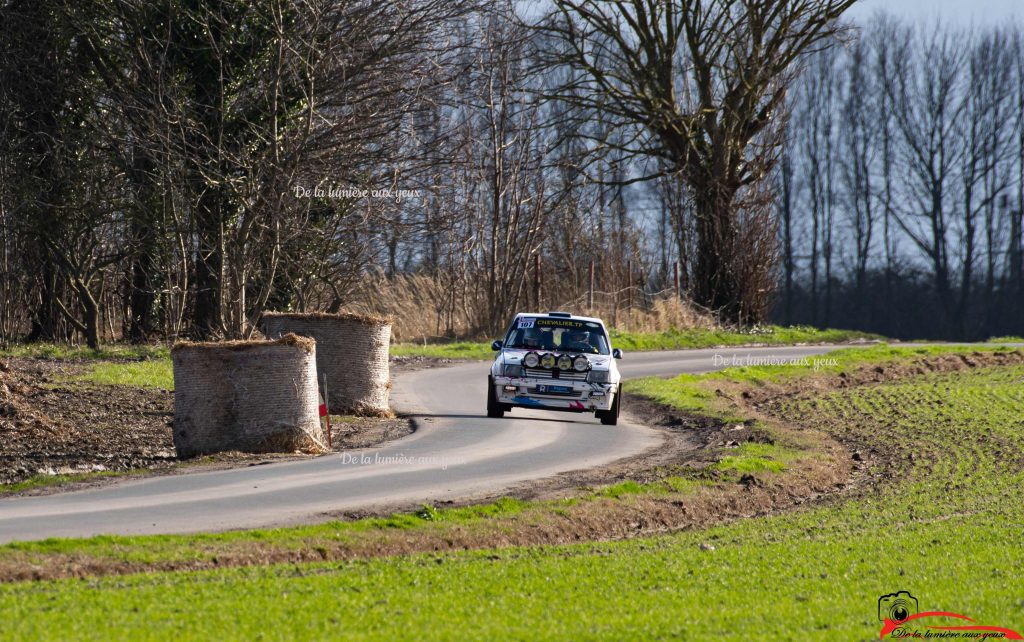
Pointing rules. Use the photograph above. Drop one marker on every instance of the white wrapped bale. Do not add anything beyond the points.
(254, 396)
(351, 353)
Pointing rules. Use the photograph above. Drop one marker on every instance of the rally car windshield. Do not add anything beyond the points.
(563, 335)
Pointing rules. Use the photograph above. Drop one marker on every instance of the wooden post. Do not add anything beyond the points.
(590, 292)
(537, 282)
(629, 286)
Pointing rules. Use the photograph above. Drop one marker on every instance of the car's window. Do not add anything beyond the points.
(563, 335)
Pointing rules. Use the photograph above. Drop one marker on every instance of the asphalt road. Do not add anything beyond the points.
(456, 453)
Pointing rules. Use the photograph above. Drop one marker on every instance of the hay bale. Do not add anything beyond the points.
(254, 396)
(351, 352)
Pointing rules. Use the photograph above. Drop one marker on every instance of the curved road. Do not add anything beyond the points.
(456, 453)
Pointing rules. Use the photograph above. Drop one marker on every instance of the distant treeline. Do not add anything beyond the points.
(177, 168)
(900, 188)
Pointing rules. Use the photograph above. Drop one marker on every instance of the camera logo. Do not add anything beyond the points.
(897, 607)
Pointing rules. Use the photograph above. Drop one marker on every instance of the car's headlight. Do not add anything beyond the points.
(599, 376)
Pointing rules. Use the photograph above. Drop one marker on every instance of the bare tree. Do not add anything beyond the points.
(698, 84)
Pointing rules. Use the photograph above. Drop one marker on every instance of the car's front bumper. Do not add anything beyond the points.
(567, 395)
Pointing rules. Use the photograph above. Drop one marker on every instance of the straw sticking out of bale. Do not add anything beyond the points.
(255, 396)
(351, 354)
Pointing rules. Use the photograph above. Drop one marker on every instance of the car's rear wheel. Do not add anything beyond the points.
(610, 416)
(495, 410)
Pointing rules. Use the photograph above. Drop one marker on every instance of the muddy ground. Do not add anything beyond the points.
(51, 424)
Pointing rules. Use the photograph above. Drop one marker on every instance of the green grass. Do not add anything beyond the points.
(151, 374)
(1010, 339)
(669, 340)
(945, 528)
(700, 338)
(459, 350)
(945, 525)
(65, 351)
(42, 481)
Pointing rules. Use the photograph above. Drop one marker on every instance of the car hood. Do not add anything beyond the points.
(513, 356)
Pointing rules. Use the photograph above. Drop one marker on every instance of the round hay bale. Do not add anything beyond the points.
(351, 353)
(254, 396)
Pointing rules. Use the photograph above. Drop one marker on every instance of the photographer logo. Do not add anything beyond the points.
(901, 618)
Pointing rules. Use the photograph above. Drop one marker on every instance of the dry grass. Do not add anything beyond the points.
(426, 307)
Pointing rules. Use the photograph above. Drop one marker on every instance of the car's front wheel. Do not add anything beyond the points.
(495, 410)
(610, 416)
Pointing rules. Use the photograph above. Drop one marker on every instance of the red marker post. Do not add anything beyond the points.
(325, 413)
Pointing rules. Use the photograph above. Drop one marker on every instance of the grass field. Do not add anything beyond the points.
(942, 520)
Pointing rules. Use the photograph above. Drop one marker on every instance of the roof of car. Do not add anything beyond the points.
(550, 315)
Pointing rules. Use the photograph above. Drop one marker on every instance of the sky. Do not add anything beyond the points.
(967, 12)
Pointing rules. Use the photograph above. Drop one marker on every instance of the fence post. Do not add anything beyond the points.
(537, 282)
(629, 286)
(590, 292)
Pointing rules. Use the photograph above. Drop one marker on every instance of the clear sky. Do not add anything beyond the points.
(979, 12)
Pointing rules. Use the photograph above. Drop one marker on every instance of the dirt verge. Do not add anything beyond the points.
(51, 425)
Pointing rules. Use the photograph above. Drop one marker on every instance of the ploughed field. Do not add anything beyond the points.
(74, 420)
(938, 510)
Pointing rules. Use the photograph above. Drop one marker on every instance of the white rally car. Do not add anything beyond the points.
⁂
Print the full listing exactly, dropping the pictures.

:: TASK RESULT ::
Pointing rules. Use the photograph above. Drop one marker on every instance of the white wrapped bale. Do not add anything beyond the points.
(254, 396)
(351, 353)
Pointing rules. Use the photograph above. Drop one marker on every instance of the rally car windshield. Do not add anything beyond the points.
(563, 335)
Pointing rules. Use the photograph above. Drop one marker on every instance of the wooden post. Do not add anything beyond the points.
(590, 292)
(537, 282)
(629, 286)
Pointing rules. Use the photograph above. Drop one marker on every instance of the car's window. Do not add anything beyond the points.
(563, 335)
Pointing rules. Use the photograph above. Drop one marker on every instance of the asphalt road. Do not add anything beyond the points.
(456, 453)
Pointing rules. Use the photograph above. Drop one marker on every instance of the hay bale. Do not add anything beyond the points.
(254, 396)
(351, 352)
Pointing rules. Use the photograph above. Drop one marker on every instance of the curved road. Do not add anything beyond the points.
(456, 453)
Pointing rules. Use the photograph above. Drop one marker on every instance of the distant treeline. Do not add anything beyond the points.
(177, 168)
(900, 188)
Pointing rules. Use the photograph above. Drop one marker on every instance of the camera logo. Do not add anything beyond the points.
(897, 607)
Pointing rules. Use the photograph above. Drop one marker on every instance of the car's headlight. Do not add anything beyond the points.
(599, 376)
Pointing rules. Use the photograph above. Drop one marker on every instance of the bare tree. Do not add anything beyond the points.
(698, 84)
Pointing rules. Use the photograph above. Drop one marker on every instance of the car's front bumper. Do not add anything beyond the points.
(567, 395)
Pointing rules. Use the photograph above. Drop one marker on every instance of the straw sticking out of bale. Do not add anything beyond the points.
(255, 396)
(351, 354)
Pointing rules. Use the photograph above. Drop one marker on every instance of the car's rear wheel. Do not add anything beyond the points.
(610, 416)
(495, 410)
Pointing rules. Use the photograph above. Drop one marker on every instance of the muddy ground. Do not add anything beyond the points.
(51, 424)
Pointing rules. Use the photograph above. Drop one marker on every instance of the green grass. Do not add anything beyond the points.
(151, 374)
(1010, 339)
(669, 340)
(945, 528)
(700, 338)
(459, 350)
(945, 525)
(65, 351)
(42, 481)
Pointing rules. Use the photograph above. Drop one marker on every instance of the car hood. Do not add anything beyond the points.
(513, 356)
Pointing rules. Use the photograph above. Drop one marker on every instance of the round hay bale. Do not add anything beyond the points.
(351, 353)
(254, 396)
Pointing rules. Use the photograph above. Drop one marker on every instance of the photographer logo. Do not add anything beyond the points.
(901, 618)
Pointing rules. Use the photograph above. Drop one marker on every instance of the dry grass. Do not add anything beyond the points.
(426, 307)
Pointing rules. Use the photograph above. Drop one marker on every instance of the car's front wheel. Do not add anything beyond the points.
(495, 410)
(610, 416)
Pointing rules. Use the photograph above. Drop one marker on every instance of the red marker post. Do not add anything beyond the points.
(325, 413)
Pointing rules. Use the photograph above. Drop one marker on every instance of the grass field. Do not add anything beyond the points.
(942, 520)
Pointing rules. Use the photograph above. Drop one marker on every instance of the roof of car. Do not add anything beyond the points.
(550, 315)
Pointing rules. Use the photograph above. Drop one marker on every instance of the sky. Do not add anything beyond the points.
(967, 12)
Pointing rules. Use the photograph above. Drop one marker on every instance of the fence post. Do not add anything beyond the points.
(537, 282)
(629, 286)
(590, 292)
Pointing rules. Use the photograph above. Drop one marker on every instance of the clear sky. Do not add anything beyond the points.
(979, 12)
Pointing rules. Use the photograph above. Drop one marker on every instance of the dirt verge. Do not add anything beyond the points.
(51, 425)
Pointing rules. Use the photograph above. Drop one marker on every instance of the ploughed field. Do not add anything beyond the points.
(74, 420)
(938, 510)
Pointing rules. Use the photograph above. Drop one marker on every instance of the white rally car. Do not add anything beyond the points.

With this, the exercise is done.